# OBJECTIVE 1
Update the fracking thread by rewriting the stretch from "http://epa.gov/climatechange/ghgemissions/gases/ch4.html" through "themselves, of course)." with "envirofascists" replaced by "activists".
# OBJECTIVE 2
Count the lines of the entries that contain the string "chain" and reply with the number alone.

# GIVEN TEXT
**********
Posted on 09/16/2013 2:11:13 PM PDT by NormsRevenge
WASHINGTON (AP) Drilling and fracking for natural gas don't seem to spew immense amounts of the greenhouse gas methane into the air, as has been feared, a new study says.
The findings bolster a big selling point for natural gas, that it's not as bad for global warming as coal. And they undercut a major environmental argument against fracking, a process that breaks apart deep rock to recover more gas. The study, mostly funded by energy interests, doesn't address other fracking concerns about potential air and water pollution.
The results, which generally agree with earlier Environmental Protection Agency estimates, were published Monday by the Proceedings of the National Academy of Sciences.
About 90 percent of the study funding came from nine energy companies that drill for natural gas with the rest coming from an environmental group. But study authors said they controlled how the research was done and how the wells were chosen for study. And even Robert Howarth of Cornell University, one of the scientists who first raised the methane leak alarm, calls the results "good news."
(Excerpt) Read more at news.yahoo.com ...
I was moving a gas line in my old house in Santa Clara.
During the inspection I asked if they needed to do a leak pressure test.
The inspector said “If we had to do it for all homes in San Jose, 90% would fail”
Have any of these Watermelon Enviro-Nazis ever seen a underground storage well “conditioned”?
Do they even LOOK at the “pending blowdown” reports as filed?
lol.. Call the EPA Hot Line.. :-]
You might get a cash reward.
What the EPA has to say about Methane emissions..
http://epa.gov/climatechange/ghgemissions/gases/ch4.html
That’s scary, what pressure do they use?
The envirofascists don’t care about facts - they don’t want ANY human activity - or any humans for that matter (except themselves, of course).
**********
# ROWS
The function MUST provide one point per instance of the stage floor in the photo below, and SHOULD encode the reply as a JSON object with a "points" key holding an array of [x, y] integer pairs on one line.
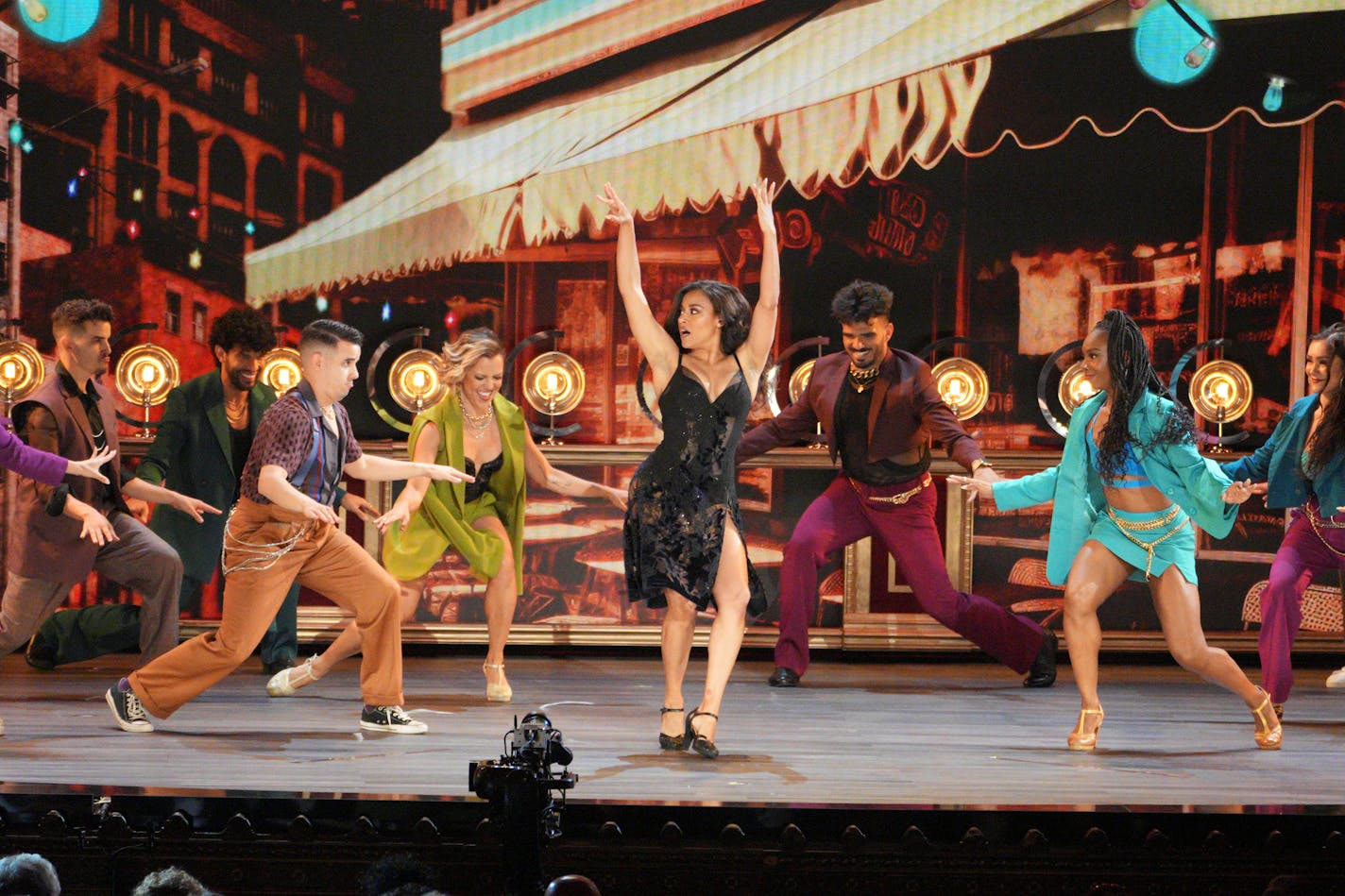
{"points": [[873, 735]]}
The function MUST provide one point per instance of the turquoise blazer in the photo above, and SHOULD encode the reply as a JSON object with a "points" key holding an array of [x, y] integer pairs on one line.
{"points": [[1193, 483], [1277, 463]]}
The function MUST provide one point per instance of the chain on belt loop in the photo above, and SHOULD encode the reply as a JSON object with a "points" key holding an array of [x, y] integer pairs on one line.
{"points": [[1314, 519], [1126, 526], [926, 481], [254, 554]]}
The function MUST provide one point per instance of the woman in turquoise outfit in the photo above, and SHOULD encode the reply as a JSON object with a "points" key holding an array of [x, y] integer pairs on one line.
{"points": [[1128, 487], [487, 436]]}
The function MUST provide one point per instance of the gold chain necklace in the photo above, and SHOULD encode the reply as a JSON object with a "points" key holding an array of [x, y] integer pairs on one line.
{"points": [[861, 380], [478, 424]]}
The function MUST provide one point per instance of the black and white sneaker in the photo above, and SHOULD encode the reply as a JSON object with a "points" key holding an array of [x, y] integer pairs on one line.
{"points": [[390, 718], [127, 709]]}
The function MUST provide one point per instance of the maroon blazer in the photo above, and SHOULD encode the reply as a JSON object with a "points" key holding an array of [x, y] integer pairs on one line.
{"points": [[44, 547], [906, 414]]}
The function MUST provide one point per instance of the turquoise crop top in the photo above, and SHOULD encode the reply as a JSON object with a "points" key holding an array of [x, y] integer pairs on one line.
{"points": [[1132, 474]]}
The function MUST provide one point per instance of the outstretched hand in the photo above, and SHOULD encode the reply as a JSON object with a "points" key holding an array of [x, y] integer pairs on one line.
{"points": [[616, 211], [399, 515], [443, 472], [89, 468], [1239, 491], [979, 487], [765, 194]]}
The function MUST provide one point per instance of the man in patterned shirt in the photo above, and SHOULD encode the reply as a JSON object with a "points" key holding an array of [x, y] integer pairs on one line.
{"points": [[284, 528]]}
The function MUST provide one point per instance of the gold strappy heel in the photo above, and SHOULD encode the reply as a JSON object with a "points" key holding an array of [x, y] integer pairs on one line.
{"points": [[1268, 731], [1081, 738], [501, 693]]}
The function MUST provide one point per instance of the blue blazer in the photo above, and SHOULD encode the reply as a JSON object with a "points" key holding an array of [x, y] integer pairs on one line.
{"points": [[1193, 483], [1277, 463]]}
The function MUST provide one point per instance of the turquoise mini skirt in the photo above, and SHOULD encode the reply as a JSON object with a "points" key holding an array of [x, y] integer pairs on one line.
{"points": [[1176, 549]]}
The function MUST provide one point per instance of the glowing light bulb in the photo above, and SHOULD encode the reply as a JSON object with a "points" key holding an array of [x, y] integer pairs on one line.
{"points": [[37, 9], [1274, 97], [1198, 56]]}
**********
# EXPECTED ANSWER 1
http://epa.gov/climatechange/ghgemissions/gases/ch4.html
That’s scary, what pressure do they use?
The activists don’t care about facts - they don’t want ANY human activity - or any humans for that matter (except themselves, of course).

# EXPECTED ANSWER 2
2